▸ Material provided
* START *
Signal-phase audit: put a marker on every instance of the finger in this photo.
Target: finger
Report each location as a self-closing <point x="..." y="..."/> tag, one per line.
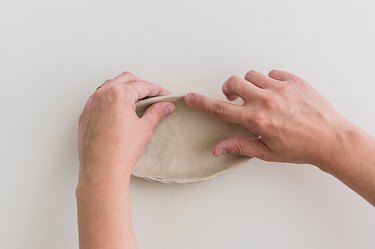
<point x="125" y="77"/>
<point x="235" y="87"/>
<point x="217" y="108"/>
<point x="156" y="112"/>
<point x="142" y="89"/>
<point x="281" y="75"/>
<point x="259" y="79"/>
<point x="244" y="146"/>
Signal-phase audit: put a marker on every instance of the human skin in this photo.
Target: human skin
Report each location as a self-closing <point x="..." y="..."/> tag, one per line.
<point x="295" y="124"/>
<point x="111" y="139"/>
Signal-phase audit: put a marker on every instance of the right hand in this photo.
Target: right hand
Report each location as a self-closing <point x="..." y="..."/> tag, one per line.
<point x="295" y="123"/>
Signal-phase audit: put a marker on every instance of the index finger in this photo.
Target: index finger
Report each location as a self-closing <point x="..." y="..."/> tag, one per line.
<point x="217" y="108"/>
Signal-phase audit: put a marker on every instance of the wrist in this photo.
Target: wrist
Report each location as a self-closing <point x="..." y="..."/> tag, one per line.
<point x="338" y="150"/>
<point x="104" y="185"/>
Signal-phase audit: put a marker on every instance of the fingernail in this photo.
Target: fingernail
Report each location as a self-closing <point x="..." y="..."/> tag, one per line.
<point x="189" y="98"/>
<point x="221" y="152"/>
<point x="168" y="109"/>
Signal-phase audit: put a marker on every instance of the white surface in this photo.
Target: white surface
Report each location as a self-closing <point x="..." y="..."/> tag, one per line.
<point x="53" y="54"/>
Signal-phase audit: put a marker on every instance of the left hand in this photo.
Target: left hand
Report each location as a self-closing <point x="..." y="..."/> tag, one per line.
<point x="111" y="135"/>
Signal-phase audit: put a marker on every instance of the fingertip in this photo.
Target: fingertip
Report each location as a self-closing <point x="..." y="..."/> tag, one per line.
<point x="169" y="108"/>
<point x="189" y="98"/>
<point x="231" y="97"/>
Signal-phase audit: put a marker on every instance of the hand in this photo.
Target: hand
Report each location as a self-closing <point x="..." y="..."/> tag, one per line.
<point x="111" y="135"/>
<point x="294" y="122"/>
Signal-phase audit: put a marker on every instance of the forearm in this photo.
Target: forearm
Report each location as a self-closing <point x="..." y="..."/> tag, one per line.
<point x="353" y="162"/>
<point x="104" y="217"/>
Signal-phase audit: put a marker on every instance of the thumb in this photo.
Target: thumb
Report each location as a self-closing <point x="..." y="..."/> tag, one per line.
<point x="156" y="112"/>
<point x="244" y="146"/>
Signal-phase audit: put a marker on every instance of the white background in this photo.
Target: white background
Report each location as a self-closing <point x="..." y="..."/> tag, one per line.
<point x="53" y="54"/>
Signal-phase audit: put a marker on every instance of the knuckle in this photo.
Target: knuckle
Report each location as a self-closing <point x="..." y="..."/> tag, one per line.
<point x="232" y="79"/>
<point x="126" y="73"/>
<point x="217" y="109"/>
<point x="117" y="92"/>
<point x="260" y="121"/>
<point x="251" y="73"/>
<point x="270" y="102"/>
<point x="238" y="149"/>
<point x="272" y="72"/>
<point x="106" y="82"/>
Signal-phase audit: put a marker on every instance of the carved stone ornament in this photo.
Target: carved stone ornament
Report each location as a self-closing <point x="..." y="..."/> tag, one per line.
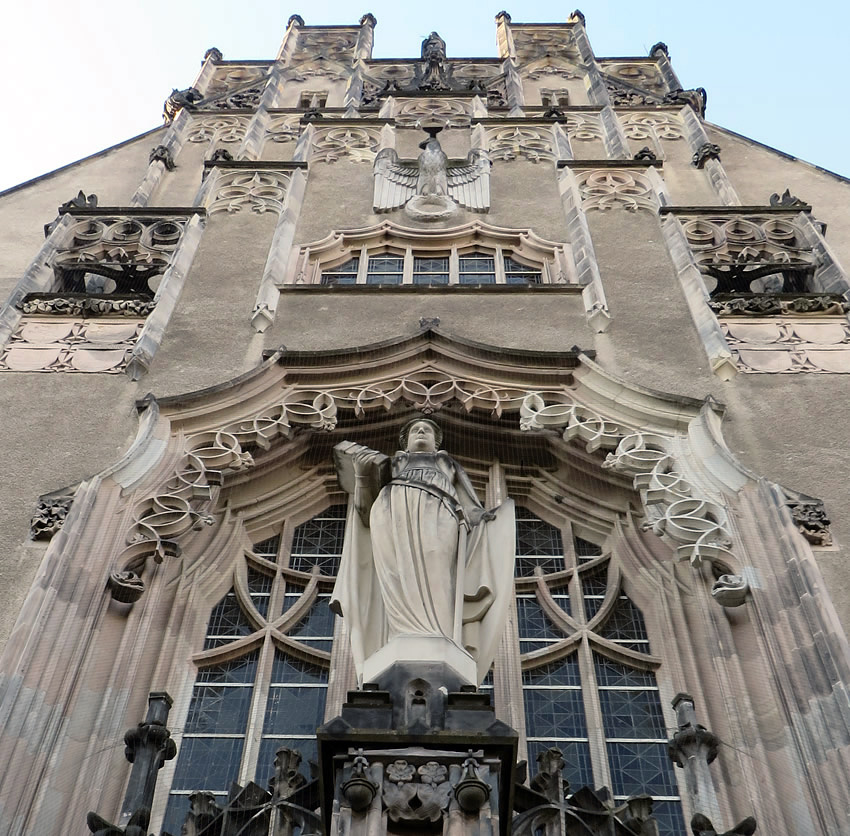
<point x="707" y="151"/>
<point x="81" y="201"/>
<point x="49" y="516"/>
<point x="531" y="143"/>
<point x="785" y="345"/>
<point x="752" y="253"/>
<point x="646" y="153"/>
<point x="432" y="186"/>
<point x="259" y="191"/>
<point x="224" y="129"/>
<point x="178" y="100"/>
<point x="68" y="345"/>
<point x="652" y="126"/>
<point x="786" y="199"/>
<point x="730" y="590"/>
<point x="416" y="794"/>
<point x="811" y="519"/>
<point x="616" y="188"/>
<point x="161" y="154"/>
<point x="775" y="304"/>
<point x="81" y="304"/>
<point x="702" y="826"/>
<point x="331" y="144"/>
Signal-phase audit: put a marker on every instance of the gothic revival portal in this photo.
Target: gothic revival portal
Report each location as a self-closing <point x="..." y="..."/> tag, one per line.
<point x="626" y="326"/>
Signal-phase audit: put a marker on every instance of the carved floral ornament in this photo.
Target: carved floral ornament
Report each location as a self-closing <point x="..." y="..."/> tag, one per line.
<point x="694" y="524"/>
<point x="608" y="188"/>
<point x="259" y="191"/>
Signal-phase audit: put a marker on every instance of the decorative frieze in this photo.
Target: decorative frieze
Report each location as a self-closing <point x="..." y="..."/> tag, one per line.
<point x="49" y="516"/>
<point x="217" y="130"/>
<point x="652" y="126"/>
<point x="283" y="129"/>
<point x="644" y="75"/>
<point x="258" y="191"/>
<point x="52" y="345"/>
<point x="536" y="42"/>
<point x="608" y="188"/>
<point x="230" y="77"/>
<point x="783" y="345"/>
<point x="752" y="253"/>
<point x="331" y="144"/>
<point x="81" y="304"/>
<point x="454" y="113"/>
<point x="530" y="143"/>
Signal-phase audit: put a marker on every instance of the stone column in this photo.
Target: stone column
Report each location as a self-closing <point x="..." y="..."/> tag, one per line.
<point x="693" y="748"/>
<point x="148" y="747"/>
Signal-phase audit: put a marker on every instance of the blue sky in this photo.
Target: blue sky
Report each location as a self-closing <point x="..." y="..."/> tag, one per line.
<point x="82" y="76"/>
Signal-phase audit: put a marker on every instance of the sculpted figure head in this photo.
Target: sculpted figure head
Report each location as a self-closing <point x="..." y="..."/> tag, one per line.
<point x="421" y="435"/>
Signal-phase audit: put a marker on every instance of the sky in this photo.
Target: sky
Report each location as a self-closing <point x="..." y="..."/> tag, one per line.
<point x="80" y="77"/>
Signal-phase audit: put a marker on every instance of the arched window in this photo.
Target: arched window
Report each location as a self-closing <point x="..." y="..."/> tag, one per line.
<point x="588" y="680"/>
<point x="255" y="692"/>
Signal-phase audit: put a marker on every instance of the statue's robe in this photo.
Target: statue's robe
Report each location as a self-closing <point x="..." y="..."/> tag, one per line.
<point x="400" y="575"/>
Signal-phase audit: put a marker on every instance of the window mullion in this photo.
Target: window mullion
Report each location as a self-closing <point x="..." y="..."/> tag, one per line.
<point x="363" y="267"/>
<point x="257" y="714"/>
<point x="593" y="713"/>
<point x="454" y="266"/>
<point x="407" y="273"/>
<point x="500" y="266"/>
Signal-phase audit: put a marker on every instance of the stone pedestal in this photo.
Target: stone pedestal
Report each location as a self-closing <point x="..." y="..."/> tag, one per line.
<point x="436" y="656"/>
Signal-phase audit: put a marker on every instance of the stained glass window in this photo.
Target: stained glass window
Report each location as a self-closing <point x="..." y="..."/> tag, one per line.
<point x="267" y="694"/>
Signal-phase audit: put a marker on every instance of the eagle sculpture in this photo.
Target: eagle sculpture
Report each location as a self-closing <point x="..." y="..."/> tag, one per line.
<point x="432" y="186"/>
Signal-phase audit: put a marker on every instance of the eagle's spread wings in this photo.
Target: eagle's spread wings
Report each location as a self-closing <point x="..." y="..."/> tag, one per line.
<point x="395" y="180"/>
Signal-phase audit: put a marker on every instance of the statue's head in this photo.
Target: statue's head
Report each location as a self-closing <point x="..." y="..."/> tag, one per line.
<point x="421" y="435"/>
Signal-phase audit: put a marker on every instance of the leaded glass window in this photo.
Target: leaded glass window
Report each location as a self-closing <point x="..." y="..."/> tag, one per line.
<point x="604" y="715"/>
<point x="242" y="710"/>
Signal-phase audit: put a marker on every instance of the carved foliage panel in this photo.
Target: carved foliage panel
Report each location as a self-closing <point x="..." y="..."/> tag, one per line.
<point x="455" y="113"/>
<point x="784" y="345"/>
<point x="229" y="77"/>
<point x="70" y="345"/>
<point x="531" y="143"/>
<point x="540" y="41"/>
<point x="258" y="191"/>
<point x="360" y="144"/>
<point x="645" y="75"/>
<point x="218" y="129"/>
<point x="609" y="188"/>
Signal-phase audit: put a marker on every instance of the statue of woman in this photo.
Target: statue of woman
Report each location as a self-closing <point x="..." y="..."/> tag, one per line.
<point x="422" y="556"/>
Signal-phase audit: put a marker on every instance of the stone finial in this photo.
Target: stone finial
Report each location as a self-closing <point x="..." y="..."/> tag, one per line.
<point x="162" y="155"/>
<point x="50" y="515"/>
<point x="549" y="780"/>
<point x="702" y="826"/>
<point x="646" y="153"/>
<point x="707" y="151"/>
<point x="786" y="199"/>
<point x="147" y="746"/>
<point x="730" y="590"/>
<point x="287" y="779"/>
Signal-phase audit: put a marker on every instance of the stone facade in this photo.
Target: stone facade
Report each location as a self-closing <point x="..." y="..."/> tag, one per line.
<point x="631" y="332"/>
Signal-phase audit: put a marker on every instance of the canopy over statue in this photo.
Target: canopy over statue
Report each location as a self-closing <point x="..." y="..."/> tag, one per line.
<point x="426" y="571"/>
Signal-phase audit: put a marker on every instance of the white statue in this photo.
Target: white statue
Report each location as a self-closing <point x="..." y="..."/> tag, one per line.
<point x="422" y="558"/>
<point x="432" y="186"/>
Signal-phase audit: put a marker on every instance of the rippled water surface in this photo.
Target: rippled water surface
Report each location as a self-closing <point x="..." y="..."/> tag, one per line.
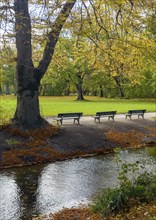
<point x="49" y="187"/>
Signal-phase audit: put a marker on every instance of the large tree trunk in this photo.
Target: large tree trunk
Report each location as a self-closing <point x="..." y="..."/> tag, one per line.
<point x="27" y="113"/>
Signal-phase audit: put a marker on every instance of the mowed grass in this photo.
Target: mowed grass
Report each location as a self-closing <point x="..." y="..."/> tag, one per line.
<point x="52" y="105"/>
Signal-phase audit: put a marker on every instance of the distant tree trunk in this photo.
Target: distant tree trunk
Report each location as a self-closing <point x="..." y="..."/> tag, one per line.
<point x="27" y="114"/>
<point x="1" y="91"/>
<point x="117" y="80"/>
<point x="79" y="87"/>
<point x="79" y="92"/>
<point x="7" y="91"/>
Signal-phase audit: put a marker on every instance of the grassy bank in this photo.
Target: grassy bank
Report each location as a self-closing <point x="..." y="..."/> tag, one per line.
<point x="52" y="105"/>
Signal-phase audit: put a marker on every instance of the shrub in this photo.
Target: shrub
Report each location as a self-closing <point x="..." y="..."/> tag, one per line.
<point x="136" y="189"/>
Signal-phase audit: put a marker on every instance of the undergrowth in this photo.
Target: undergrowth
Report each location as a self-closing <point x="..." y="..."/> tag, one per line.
<point x="134" y="188"/>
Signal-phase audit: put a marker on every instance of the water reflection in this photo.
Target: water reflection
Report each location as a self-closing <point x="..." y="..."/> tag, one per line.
<point x="10" y="208"/>
<point x="44" y="188"/>
<point x="73" y="182"/>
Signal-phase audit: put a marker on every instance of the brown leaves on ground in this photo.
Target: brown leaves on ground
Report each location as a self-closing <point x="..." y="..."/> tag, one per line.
<point x="142" y="212"/>
<point x="127" y="139"/>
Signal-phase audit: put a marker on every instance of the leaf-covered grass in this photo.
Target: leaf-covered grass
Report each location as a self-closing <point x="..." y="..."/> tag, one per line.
<point x="52" y="105"/>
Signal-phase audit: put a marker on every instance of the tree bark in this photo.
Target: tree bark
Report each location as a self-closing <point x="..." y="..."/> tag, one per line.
<point x="101" y="91"/>
<point x="7" y="91"/>
<point x="27" y="115"/>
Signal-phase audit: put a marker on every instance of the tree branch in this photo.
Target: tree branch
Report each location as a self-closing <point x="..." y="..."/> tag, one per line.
<point x="52" y="38"/>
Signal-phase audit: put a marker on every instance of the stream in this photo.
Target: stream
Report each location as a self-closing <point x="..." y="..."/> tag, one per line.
<point x="46" y="188"/>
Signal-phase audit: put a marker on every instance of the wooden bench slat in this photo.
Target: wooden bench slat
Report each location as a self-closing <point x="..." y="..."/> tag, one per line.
<point x="67" y="116"/>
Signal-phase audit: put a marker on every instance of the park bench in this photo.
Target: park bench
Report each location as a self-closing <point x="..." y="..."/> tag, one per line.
<point x="135" y="112"/>
<point x="109" y="114"/>
<point x="67" y="116"/>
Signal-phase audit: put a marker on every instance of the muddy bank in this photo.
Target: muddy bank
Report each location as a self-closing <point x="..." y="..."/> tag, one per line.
<point x="74" y="140"/>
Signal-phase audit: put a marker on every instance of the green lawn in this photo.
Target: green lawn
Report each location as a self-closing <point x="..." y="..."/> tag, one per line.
<point x="51" y="106"/>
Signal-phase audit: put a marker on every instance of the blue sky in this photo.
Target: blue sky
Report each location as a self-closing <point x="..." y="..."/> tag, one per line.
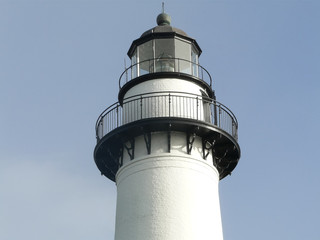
<point x="60" y="62"/>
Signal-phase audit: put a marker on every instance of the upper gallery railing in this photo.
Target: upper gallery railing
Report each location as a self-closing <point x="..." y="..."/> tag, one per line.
<point x="157" y="65"/>
<point x="167" y="104"/>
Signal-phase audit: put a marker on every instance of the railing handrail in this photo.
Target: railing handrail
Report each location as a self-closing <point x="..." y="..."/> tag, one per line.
<point x="125" y="72"/>
<point x="169" y="94"/>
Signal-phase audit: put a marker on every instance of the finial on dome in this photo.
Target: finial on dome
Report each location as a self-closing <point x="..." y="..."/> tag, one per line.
<point x="163" y="18"/>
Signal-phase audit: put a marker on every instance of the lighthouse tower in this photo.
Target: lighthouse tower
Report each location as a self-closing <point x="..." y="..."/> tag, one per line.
<point x="167" y="141"/>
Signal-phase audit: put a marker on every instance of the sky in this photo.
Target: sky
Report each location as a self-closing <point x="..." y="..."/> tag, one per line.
<point x="60" y="62"/>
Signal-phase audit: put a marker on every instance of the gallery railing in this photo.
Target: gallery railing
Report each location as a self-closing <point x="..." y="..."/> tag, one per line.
<point x="167" y="104"/>
<point x="157" y="65"/>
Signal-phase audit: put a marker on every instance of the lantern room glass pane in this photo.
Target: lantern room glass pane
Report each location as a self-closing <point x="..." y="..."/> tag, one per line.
<point x="134" y="69"/>
<point x="164" y="55"/>
<point x="145" y="57"/>
<point x="183" y="55"/>
<point x="195" y="62"/>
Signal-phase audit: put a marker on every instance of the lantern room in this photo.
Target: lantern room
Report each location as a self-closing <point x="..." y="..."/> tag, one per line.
<point x="164" y="49"/>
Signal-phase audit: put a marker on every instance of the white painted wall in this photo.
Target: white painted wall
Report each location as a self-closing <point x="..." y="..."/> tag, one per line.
<point x="168" y="196"/>
<point x="187" y="104"/>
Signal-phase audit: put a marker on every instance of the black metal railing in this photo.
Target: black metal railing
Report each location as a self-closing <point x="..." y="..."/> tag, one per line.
<point x="165" y="65"/>
<point x="167" y="104"/>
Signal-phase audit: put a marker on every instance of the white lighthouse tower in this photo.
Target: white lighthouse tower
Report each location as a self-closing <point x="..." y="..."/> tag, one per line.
<point x="167" y="142"/>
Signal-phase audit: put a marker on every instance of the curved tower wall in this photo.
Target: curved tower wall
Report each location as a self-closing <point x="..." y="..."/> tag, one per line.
<point x="168" y="196"/>
<point x="165" y="195"/>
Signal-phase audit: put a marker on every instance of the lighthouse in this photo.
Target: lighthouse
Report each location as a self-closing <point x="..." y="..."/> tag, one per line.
<point x="167" y="142"/>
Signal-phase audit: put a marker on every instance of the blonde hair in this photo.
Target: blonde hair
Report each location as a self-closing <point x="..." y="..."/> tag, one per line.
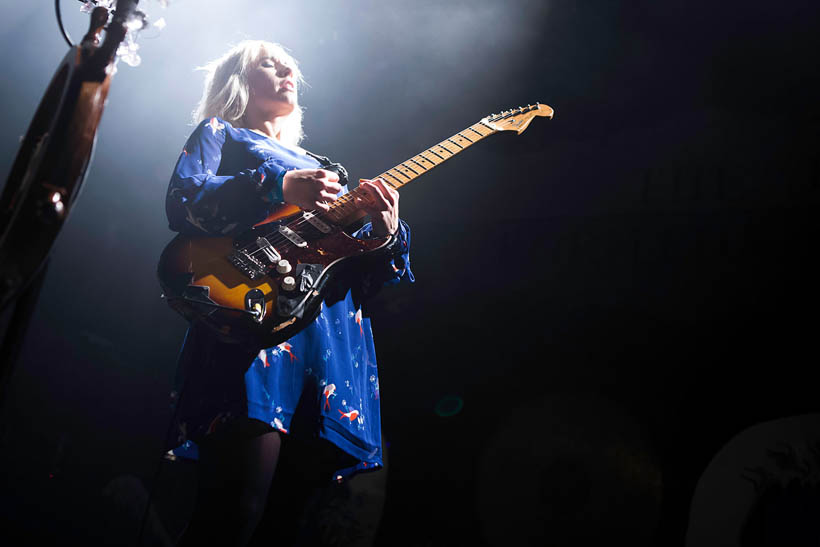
<point x="226" y="86"/>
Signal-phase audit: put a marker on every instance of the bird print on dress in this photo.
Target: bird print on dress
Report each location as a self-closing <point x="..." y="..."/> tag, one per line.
<point x="330" y="391"/>
<point x="287" y="348"/>
<point x="352" y="415"/>
<point x="358" y="318"/>
<point x="277" y="423"/>
<point x="215" y="125"/>
<point x="263" y="356"/>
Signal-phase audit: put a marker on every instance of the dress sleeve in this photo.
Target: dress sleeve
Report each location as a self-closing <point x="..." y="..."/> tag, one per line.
<point x="200" y="202"/>
<point x="396" y="265"/>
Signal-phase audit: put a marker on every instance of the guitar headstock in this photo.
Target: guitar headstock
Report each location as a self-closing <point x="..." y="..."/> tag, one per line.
<point x="519" y="118"/>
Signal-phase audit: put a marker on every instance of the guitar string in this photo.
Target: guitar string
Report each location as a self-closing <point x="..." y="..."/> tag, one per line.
<point x="281" y="241"/>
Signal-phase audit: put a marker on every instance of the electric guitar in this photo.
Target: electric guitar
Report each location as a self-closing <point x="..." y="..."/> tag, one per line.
<point x="266" y="285"/>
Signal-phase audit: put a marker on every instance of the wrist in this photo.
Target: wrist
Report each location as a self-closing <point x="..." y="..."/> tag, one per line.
<point x="272" y="189"/>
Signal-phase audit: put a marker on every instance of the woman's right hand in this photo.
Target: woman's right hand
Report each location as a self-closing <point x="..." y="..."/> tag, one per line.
<point x="310" y="189"/>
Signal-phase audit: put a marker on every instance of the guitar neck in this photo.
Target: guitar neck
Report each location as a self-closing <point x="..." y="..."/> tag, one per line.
<point x="346" y="210"/>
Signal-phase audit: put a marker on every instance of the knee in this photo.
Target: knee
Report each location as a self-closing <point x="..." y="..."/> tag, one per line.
<point x="250" y="509"/>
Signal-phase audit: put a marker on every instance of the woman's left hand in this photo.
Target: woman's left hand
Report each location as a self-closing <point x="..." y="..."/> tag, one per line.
<point x="381" y="201"/>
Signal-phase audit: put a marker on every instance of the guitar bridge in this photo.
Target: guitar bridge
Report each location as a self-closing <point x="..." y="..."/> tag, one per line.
<point x="247" y="264"/>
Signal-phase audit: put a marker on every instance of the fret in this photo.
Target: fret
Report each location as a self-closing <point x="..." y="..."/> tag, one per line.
<point x="387" y="182"/>
<point x="417" y="163"/>
<point x="408" y="167"/>
<point x="428" y="160"/>
<point x="400" y="173"/>
<point x="437" y="155"/>
<point x="387" y="174"/>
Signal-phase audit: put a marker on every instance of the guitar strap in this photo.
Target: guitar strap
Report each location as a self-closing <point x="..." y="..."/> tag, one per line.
<point x="392" y="248"/>
<point x="331" y="166"/>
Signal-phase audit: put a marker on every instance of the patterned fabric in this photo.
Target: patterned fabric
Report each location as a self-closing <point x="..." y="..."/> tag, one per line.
<point x="226" y="180"/>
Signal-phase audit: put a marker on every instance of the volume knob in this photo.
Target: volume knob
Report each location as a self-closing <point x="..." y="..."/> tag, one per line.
<point x="289" y="283"/>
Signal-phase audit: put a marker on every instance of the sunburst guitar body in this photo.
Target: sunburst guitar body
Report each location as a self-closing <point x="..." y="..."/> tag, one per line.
<point x="269" y="283"/>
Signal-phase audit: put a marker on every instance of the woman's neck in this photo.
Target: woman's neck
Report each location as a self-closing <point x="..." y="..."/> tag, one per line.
<point x="267" y="124"/>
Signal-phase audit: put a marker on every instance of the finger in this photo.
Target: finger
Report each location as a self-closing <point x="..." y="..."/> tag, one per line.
<point x="390" y="194"/>
<point x="332" y="187"/>
<point x="380" y="199"/>
<point x="329" y="175"/>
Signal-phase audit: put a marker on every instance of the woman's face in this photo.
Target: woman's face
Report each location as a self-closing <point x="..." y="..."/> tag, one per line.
<point x="272" y="87"/>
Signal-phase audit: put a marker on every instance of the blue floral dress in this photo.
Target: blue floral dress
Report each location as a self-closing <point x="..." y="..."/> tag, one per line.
<point x="226" y="180"/>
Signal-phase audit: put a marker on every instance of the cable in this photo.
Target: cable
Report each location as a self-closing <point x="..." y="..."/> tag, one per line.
<point x="60" y="23"/>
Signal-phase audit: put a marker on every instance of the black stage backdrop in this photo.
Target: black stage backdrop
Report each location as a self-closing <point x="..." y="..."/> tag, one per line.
<point x="601" y="303"/>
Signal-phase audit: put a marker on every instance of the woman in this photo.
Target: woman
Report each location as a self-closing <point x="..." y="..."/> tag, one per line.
<point x="314" y="398"/>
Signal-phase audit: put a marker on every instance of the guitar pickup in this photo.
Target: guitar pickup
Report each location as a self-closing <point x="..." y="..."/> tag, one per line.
<point x="317" y="223"/>
<point x="264" y="245"/>
<point x="292" y="236"/>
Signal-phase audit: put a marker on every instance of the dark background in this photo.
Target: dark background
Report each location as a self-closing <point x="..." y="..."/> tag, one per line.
<point x="613" y="295"/>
* END *
▸ What the task requires
Take the line with "floral dress in this photo." and all lines after it through the end of the records, and write them out exactly; include nothing else.

▸ Solution to the problem
Signal-phase audit: put a marker on every instance of the blue floral dress in this photo.
Target: blue floral dress
Report each location as a self-closing <point x="..." y="..."/> tag, one per line.
<point x="226" y="180"/>
Signal-phase audit: put a marker on every instance of the cable in this photo.
Target: cable
Report each location as a self-closing <point x="..." y="..."/> tag, one per line.
<point x="60" y="23"/>
Signal-phase audit: put a marker on every instance of the black stage backdrop in this photo.
Target: black stage backdrop
Report each location as a self-closing <point x="..." y="..."/> tag, one per line.
<point x="601" y="303"/>
Signal-phase audit: put a marker on every instance of the woman in this photo.
Target: woman
Report each location as a self-closing <point x="..." y="..."/> tag, one per line.
<point x="314" y="398"/>
Signal-phase audit: put a marker on every instance of the guitar pickup in this photo.
Target: guitar pickup
Report each location as a self-closing <point x="..." y="..."/> tag, one per line.
<point x="317" y="223"/>
<point x="264" y="245"/>
<point x="292" y="236"/>
Signal-phase audit: put a marker on every instance of the dark background in this photo.
Target: dark background
Report each location as a self-closing <point x="..." y="..."/> tag, one per line.
<point x="613" y="295"/>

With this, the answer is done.